Peter Arthur Edward Hastings Forbes, 10th Earl of Granard (born 15 March 1957), is a British peer.

Early life
Peter Arthur Edward Hastings Forbes was born on 15 March 1957. He was the only son of the Hon. John Forbes (1920-1982), a F/Lt. of the Royal Air Force and the former Joan Smith. He has three older sisters, Susan Forbes, Patricia Moira Forbes and Caroline Mary Forbes.

His paternal grandparents were Bernard Forbes, 8th Earl of Granard and Beatrice (née Mills) Forbes, Countess of Granard, an American socialite who was the daughter of Ogden Mills and a descendant of the Livingston and the Schuyler families of New York. On his father's side, he had two aunts, Eileen, Lady Bute of Scotland, and Moira, Countess Rossi of Switzerland. His mother was the third daughter of A. Edward Smith of Sherlockstown House in County Kildare.

He was educated at Eton College.

▸ **Data**
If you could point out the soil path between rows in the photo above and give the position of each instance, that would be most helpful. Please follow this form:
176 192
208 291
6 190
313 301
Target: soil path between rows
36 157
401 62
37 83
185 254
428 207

▸ **Your objective**
Using the Earl of Granard biography, explain how he is connected to the Livingston and Schuyler families of New York.

▸ **Written answer**
His paternal grandmother was Beatrice (née Mills) Forbes, Countess of Granard, an American socialite and the daughter of Ogden Mills. She was a descendant of the Livingston and Schuyler families of New York, so he is linked to those families through her.